> [TEXT SEGMENT]:

※

During the Depression the man found that he had time to go to church. Farmers were always working so their time was precious. Now he had the time to attend church and concentrate on the sermon instead of falling asleep when the reverend was preaching.

My husband told me that he ate a lot of oatmeal when he was growing up. It was cheap and it was plentiful. For breakfast they ate it like cereal with milk and some sweetener of some kind – sugar or honey. For supper they ate it as the main course with butter and salt and pepper.

My mother-in-law used to tell about how she stretched things so they could have sandwiches. The filling was often leeks with garden lettuce or some chow-chow that she made. They raised their own meat or hunted for it. Sometimes dinner was a bread and butter sandwich.

I cannot relate to this because I always had enough to eat. Grandma would cut up bananas to make them go further. Two bananas would feed the family as long as you added milk and sugar. I always wished that I could just have a banana to eat but that was never the case. I remember frying the potatoes that were leftover from the boiled potatoes that we had for dinner. They had to feed four of us. A can of soup fed four of us – I guess we just ate smaller bowls. I never left the table hungry though.

The generation that has grown up with plenty does not know how to make things go around. They never had to live that way. Maybe this was their wake-up call.

We did not have pizza. We did not have chicken nuggets. We did not have lunch meat. We had bread and butter – some of it was homemade. We did not have a lot of snack foods either. Potato chips were a treat.

We did not all have a phone of our own. There was a phone with a dial that you spun around to call someone. You were tethered to wherever your phone was. There was one car per family if you were lucky. For years my mother walked back and forth to work and it was nearly a mile each way.

Home was a comforting place where the family resided. We did not heat the upstairs. It was cold but we survived. We just piled on a whole lot more blankets. Fuel was wood or coal. You did not just turn up the dial to get heat.

Were we deprived when we grew up? I really do not know. It was just how things were. My friends all lived the same way. Our ancestors knew how to make things work for the good of the family. What at that time would have been luxuries, have become necessities for today’s generation.

Just a little thing for you to ponder for a while. I believe that we can all live with less. We just have to garden, hunt, and fish. We have to go back to some of the old ways. We also have to reuse and recycle.

Think about it. There would probably be a whole lot less garbage too. This throw-away society has to come to an end. We are running out of space to put our garbage.

※

> [WRITTEN INSTRUCTION]: In the text about making do with little in earlier times, how far did the writer's mother walk to work each way?

> [INFORMATION PROVIDED]:
※

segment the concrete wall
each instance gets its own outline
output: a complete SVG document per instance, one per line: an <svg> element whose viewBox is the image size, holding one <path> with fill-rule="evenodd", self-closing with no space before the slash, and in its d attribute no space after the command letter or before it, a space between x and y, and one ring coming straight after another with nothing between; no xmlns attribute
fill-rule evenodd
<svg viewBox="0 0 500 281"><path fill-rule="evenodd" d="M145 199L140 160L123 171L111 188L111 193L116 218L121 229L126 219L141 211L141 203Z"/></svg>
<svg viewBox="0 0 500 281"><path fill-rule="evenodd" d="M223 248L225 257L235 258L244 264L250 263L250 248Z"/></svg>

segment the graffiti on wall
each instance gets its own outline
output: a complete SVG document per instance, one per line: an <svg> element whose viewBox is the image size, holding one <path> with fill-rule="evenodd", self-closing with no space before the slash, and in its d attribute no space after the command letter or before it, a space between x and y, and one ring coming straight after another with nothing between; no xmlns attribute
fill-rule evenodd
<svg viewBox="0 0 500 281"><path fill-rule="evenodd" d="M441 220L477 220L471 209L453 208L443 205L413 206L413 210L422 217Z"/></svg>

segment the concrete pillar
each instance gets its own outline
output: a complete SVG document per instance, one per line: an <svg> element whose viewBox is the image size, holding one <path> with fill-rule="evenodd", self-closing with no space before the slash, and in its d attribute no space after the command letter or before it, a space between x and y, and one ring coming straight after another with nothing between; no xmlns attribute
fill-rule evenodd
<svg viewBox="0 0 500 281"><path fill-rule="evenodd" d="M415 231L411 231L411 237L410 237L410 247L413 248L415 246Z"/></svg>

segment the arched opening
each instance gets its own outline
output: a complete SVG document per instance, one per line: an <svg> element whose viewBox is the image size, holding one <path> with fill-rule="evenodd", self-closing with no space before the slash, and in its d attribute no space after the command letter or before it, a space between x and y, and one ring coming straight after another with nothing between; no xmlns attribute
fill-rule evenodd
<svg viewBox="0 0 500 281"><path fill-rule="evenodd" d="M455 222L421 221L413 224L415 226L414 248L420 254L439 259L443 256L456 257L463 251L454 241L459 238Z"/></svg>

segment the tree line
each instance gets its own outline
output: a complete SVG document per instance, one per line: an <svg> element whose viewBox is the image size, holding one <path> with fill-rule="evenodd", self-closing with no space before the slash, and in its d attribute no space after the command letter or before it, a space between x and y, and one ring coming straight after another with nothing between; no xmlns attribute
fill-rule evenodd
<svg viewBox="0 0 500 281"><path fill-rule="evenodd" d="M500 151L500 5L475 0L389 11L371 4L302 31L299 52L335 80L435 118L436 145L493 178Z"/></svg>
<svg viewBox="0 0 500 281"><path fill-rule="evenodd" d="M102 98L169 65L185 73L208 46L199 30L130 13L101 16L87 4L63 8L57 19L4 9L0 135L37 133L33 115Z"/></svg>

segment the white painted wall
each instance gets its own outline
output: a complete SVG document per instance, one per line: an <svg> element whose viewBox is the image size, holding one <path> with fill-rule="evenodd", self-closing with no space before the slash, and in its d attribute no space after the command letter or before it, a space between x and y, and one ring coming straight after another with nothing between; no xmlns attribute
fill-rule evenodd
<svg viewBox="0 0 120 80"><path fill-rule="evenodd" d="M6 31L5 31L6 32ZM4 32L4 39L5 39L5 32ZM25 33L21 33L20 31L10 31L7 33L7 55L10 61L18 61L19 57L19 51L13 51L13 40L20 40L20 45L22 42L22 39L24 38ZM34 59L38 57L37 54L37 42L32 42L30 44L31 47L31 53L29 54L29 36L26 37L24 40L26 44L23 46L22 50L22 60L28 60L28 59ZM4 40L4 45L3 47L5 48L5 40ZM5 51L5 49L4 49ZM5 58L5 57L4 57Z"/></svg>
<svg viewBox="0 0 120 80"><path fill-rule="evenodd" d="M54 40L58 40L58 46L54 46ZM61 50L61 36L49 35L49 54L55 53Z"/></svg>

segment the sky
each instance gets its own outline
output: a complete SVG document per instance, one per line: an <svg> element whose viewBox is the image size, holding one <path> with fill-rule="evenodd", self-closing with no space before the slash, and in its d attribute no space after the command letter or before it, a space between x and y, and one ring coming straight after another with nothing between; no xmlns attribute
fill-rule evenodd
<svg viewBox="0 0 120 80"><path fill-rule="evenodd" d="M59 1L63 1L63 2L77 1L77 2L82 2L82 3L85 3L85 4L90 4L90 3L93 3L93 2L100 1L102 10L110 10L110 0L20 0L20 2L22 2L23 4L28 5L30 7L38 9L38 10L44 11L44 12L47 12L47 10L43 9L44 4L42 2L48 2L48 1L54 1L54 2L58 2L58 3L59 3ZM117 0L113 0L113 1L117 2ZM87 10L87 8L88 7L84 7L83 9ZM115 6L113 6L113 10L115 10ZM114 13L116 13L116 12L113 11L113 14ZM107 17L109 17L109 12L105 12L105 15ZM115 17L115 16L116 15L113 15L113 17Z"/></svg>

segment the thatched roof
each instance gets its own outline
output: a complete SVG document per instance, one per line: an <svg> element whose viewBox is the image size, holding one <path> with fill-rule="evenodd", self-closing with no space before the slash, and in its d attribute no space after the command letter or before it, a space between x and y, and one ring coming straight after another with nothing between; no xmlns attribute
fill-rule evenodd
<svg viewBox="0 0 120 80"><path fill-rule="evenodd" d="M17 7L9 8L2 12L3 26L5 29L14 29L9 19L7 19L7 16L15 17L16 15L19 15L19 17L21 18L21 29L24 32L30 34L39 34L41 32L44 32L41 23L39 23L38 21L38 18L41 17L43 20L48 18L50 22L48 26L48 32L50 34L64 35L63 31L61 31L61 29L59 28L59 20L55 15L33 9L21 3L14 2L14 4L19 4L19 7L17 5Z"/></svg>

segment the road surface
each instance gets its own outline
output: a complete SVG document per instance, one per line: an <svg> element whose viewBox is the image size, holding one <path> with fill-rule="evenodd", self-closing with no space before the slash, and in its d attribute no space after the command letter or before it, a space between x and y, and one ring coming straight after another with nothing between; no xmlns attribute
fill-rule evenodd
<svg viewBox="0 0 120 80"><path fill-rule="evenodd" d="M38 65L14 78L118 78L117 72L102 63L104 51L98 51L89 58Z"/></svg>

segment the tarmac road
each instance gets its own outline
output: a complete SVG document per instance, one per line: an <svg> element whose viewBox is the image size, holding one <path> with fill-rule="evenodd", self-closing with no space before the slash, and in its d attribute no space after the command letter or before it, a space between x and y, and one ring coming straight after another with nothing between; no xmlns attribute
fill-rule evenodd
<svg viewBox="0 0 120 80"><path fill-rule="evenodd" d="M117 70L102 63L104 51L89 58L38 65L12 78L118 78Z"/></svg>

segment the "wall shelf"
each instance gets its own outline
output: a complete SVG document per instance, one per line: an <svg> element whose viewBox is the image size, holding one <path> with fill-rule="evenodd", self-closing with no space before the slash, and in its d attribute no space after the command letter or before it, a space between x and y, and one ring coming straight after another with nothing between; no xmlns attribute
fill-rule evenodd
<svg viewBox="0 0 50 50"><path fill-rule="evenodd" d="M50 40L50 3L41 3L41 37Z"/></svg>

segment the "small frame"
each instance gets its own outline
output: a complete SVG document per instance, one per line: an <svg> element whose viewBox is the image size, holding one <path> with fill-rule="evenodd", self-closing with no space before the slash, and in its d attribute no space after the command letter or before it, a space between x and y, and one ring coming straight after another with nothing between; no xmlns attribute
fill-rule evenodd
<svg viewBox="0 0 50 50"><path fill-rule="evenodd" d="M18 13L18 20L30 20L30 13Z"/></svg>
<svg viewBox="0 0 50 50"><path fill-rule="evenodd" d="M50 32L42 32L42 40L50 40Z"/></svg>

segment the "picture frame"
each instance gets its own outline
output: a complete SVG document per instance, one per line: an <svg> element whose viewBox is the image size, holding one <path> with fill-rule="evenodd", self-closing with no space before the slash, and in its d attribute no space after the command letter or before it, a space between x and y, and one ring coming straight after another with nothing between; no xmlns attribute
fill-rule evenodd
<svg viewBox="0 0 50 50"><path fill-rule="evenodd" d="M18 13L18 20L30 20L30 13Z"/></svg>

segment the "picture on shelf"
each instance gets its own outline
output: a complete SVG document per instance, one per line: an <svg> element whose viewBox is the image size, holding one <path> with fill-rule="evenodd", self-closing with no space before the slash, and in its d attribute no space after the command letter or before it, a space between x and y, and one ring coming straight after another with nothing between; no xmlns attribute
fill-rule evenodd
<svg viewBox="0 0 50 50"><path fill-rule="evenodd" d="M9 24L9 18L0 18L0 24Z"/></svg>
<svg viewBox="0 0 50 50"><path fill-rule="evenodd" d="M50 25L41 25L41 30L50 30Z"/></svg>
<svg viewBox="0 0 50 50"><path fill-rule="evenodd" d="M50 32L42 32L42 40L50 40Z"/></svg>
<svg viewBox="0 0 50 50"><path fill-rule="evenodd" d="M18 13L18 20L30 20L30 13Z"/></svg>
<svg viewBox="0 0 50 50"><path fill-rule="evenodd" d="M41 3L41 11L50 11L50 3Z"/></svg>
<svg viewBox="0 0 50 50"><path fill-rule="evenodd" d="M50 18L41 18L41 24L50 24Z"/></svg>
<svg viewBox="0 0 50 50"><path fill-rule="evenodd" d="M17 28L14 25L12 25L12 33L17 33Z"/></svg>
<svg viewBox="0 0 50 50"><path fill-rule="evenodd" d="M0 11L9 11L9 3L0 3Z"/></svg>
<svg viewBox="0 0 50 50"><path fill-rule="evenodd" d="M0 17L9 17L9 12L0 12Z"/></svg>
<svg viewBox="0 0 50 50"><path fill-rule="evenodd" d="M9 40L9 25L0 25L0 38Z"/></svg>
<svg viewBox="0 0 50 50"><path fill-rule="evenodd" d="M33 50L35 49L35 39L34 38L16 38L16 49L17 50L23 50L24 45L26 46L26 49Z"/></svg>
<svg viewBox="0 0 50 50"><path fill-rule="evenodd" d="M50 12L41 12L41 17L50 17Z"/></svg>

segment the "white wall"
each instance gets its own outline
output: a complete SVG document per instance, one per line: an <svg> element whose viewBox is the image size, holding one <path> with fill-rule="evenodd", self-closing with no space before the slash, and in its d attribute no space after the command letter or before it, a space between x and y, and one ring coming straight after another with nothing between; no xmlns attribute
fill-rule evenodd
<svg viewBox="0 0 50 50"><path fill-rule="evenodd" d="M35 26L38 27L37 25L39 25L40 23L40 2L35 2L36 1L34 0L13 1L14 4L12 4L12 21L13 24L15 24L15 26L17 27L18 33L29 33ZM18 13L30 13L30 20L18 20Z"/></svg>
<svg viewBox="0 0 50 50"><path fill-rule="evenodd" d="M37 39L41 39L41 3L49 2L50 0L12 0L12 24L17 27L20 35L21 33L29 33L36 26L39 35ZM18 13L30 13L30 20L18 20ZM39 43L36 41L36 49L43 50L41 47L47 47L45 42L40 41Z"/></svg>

※

> [SOLUTION]: Nearly a mile each way.